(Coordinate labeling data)
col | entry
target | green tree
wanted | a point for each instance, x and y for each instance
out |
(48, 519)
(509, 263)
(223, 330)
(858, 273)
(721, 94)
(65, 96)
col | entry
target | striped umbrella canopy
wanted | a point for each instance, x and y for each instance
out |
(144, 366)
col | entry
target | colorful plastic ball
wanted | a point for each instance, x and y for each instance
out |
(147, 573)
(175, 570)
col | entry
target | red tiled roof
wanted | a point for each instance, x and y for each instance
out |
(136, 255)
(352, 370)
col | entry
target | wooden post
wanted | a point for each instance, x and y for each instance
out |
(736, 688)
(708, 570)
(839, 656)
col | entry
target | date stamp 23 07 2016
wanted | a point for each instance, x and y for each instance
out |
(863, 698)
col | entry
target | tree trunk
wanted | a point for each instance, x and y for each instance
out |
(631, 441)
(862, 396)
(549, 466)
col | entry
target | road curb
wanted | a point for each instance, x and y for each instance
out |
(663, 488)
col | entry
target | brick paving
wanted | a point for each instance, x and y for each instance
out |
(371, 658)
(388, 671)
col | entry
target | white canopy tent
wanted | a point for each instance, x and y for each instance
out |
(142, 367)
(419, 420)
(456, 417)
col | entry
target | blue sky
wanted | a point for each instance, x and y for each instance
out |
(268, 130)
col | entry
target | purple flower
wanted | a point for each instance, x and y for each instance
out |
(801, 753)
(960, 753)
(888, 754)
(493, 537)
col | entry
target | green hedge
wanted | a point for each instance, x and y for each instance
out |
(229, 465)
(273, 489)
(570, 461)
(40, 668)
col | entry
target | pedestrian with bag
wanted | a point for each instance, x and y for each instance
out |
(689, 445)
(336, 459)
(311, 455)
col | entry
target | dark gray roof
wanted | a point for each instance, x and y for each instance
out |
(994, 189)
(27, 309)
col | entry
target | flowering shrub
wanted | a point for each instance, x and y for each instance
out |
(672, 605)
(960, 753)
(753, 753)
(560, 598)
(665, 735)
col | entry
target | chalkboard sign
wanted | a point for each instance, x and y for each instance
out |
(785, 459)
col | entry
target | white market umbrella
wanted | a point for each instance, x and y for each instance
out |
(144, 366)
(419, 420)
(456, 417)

-- Job --
Which lines of the records contain the word "tree"? Gather every such line, treating uppercase and lowercase as different.

-- Solution to this exercise --
target | green tree
target | tree trunk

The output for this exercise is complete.